> [Instructions to follow]
Copy out the items below word for word, from the line containing "Rules. Find each instance of the street light" down through the line containing "point(327, 185)", with both of those lines included.

> [Point annotation dataset records]
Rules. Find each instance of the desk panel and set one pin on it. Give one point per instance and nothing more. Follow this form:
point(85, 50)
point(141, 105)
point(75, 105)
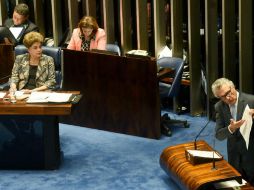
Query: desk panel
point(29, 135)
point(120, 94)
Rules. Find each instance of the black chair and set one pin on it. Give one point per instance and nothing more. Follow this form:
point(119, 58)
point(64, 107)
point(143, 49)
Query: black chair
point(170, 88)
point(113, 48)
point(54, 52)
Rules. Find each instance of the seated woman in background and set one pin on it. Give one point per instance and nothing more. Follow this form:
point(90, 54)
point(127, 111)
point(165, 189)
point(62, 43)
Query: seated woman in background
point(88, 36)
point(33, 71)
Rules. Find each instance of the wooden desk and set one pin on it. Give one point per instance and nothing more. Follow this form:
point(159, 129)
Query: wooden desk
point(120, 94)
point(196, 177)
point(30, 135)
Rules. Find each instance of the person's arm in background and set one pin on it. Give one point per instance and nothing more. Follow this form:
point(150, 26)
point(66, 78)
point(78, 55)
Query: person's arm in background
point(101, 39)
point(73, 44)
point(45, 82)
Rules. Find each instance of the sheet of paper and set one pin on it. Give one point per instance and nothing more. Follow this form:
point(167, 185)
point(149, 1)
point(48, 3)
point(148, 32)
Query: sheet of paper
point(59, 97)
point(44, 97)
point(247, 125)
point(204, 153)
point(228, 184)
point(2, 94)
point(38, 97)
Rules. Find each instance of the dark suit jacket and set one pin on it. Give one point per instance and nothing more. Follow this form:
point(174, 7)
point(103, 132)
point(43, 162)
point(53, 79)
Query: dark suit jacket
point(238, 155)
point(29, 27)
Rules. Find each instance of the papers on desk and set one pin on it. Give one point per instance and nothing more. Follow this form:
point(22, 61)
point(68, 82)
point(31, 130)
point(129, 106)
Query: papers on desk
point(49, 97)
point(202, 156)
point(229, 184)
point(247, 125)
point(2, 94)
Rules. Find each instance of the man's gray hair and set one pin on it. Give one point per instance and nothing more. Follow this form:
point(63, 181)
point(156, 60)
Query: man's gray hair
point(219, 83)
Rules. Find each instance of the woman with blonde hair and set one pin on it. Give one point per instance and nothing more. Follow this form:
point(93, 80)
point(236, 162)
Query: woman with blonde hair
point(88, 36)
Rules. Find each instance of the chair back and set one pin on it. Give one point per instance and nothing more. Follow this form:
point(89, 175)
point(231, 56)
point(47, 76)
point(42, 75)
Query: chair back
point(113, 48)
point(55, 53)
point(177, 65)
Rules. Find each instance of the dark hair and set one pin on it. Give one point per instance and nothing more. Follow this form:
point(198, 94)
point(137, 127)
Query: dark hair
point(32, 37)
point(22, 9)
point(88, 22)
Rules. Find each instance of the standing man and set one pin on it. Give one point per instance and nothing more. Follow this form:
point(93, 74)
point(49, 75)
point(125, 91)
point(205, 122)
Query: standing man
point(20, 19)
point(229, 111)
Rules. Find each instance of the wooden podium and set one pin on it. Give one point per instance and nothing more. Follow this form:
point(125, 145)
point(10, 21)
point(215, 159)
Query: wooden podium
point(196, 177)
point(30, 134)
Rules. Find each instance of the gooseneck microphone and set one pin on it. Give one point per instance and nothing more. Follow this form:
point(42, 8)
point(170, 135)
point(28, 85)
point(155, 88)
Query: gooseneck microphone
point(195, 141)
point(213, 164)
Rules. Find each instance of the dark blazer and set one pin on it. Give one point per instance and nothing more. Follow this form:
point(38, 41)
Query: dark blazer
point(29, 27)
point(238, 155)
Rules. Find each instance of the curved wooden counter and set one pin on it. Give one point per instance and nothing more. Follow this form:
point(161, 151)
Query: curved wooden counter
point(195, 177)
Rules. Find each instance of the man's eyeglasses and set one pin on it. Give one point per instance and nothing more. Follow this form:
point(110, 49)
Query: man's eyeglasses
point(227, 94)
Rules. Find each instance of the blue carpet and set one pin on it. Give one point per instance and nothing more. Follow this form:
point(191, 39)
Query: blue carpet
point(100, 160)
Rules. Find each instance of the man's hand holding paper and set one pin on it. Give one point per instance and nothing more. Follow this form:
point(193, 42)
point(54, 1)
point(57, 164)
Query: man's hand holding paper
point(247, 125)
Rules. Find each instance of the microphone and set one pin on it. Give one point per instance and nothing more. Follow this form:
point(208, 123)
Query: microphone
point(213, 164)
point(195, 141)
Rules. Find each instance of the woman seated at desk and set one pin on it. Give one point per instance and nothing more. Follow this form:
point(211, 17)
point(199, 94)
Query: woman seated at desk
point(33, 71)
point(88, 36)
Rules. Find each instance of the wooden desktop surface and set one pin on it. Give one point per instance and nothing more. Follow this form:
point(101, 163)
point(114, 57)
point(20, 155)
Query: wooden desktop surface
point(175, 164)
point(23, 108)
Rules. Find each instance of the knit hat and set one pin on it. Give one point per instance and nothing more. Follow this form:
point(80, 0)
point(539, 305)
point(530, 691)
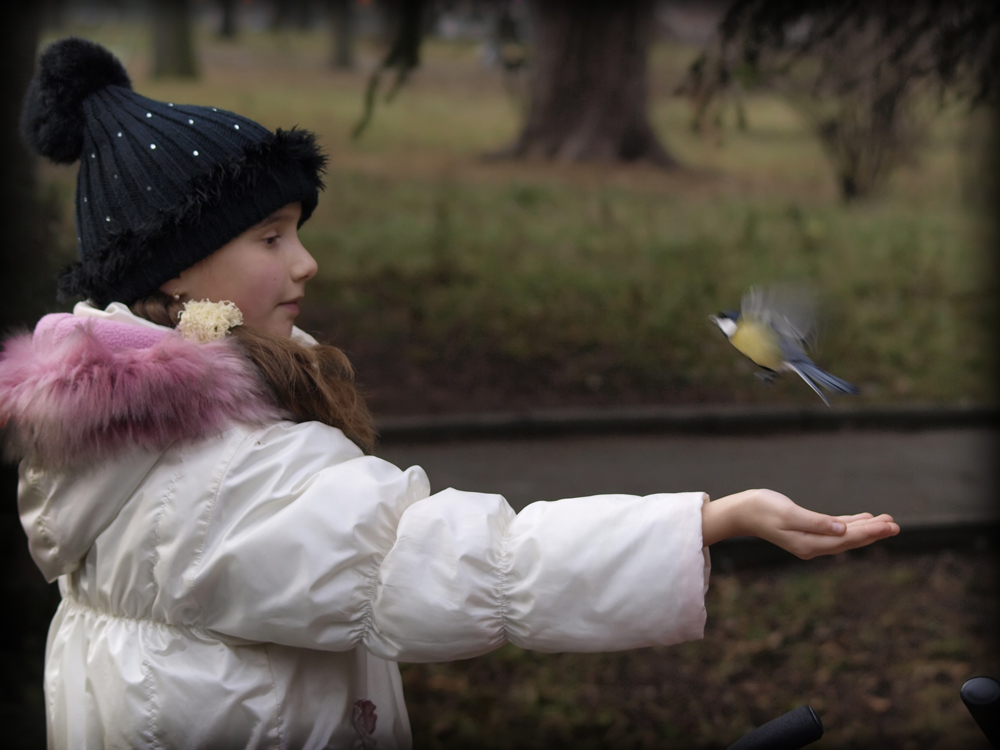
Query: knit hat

==

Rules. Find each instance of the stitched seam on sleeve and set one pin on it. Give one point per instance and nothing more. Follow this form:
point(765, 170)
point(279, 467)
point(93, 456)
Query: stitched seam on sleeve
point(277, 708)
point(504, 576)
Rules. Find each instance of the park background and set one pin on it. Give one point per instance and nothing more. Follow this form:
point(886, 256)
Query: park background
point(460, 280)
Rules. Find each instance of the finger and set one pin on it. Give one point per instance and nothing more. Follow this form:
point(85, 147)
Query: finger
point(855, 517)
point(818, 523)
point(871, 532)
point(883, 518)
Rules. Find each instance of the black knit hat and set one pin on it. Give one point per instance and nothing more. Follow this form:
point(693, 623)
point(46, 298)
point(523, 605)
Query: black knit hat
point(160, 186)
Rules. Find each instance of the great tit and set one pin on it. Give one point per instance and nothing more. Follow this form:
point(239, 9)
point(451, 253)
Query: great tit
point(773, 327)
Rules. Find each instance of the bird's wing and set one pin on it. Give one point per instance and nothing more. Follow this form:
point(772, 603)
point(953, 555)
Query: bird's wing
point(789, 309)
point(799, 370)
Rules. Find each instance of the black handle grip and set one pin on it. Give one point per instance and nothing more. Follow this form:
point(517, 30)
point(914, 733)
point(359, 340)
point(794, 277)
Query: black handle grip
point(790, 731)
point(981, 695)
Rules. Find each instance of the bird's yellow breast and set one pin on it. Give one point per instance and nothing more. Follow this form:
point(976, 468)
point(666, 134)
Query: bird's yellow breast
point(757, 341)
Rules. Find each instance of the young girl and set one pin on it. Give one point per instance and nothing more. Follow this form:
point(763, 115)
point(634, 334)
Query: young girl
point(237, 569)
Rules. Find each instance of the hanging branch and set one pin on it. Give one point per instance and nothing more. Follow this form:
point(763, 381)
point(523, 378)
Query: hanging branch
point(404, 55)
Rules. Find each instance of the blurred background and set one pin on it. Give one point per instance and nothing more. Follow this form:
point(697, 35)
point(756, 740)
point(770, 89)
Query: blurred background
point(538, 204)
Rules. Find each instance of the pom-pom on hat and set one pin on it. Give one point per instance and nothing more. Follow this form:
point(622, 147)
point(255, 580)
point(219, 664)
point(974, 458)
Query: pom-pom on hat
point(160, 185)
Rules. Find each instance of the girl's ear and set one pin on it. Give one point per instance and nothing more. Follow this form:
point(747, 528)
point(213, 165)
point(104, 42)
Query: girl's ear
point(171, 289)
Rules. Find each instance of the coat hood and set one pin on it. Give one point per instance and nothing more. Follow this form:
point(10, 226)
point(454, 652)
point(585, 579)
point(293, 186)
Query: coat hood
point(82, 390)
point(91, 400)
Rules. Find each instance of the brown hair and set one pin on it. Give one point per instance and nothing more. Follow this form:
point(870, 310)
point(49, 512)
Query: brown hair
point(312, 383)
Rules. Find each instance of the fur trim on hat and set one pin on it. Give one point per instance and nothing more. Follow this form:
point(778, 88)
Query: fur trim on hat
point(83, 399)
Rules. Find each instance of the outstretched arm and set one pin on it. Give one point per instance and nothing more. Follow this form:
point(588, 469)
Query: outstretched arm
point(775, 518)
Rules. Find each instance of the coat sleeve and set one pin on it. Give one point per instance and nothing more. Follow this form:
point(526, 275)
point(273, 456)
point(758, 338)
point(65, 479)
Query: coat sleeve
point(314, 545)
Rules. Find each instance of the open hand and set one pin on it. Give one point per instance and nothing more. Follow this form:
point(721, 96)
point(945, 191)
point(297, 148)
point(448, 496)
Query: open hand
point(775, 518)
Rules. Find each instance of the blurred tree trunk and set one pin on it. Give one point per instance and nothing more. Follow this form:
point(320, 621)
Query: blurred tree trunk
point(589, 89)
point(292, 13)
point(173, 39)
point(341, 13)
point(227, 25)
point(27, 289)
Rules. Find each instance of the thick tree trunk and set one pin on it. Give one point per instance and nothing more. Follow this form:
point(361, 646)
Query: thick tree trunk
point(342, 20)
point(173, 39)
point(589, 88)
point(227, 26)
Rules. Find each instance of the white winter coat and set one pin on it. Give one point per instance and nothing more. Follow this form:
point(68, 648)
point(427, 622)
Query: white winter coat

...

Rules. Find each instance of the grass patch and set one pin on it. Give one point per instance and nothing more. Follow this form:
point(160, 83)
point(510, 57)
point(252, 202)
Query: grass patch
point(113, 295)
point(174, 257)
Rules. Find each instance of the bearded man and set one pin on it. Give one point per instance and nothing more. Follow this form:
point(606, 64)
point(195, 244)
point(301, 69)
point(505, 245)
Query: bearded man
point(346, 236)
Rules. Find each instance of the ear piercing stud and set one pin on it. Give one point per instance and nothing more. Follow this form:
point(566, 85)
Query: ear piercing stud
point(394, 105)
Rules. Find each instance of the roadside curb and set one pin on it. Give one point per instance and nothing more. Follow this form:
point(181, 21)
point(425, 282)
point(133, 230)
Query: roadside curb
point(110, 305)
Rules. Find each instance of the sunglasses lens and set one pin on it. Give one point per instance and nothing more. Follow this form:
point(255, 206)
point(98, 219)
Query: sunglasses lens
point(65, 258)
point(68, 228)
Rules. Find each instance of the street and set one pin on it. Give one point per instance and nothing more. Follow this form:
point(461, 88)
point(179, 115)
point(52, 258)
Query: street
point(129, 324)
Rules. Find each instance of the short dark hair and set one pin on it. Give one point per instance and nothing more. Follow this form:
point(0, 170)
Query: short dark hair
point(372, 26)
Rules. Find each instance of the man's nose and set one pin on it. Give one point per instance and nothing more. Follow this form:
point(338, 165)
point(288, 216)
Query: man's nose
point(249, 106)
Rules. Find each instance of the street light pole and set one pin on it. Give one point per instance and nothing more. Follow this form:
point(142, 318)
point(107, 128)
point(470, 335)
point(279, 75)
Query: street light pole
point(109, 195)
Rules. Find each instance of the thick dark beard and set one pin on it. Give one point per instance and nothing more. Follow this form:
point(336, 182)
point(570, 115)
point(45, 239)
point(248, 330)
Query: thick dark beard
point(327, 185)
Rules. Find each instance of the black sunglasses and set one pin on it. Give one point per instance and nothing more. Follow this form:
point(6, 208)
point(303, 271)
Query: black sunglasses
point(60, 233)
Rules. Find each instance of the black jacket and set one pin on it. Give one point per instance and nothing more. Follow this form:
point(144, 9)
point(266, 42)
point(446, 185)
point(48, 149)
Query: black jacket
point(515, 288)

> [Output of the exercise]
Rules. Find each instance of the street light pole and set one pin on it. Give one point per instance and nothing more. Follow this form:
point(142, 318)
point(107, 128)
point(470, 335)
point(279, 75)
Query: street light pole
point(109, 195)
Rules. Find each instance of the thick dark beard and set one pin on it. Give one point per instance and nothing more. Follow this form:
point(336, 182)
point(570, 115)
point(45, 239)
point(248, 330)
Query: thick dark beard
point(327, 185)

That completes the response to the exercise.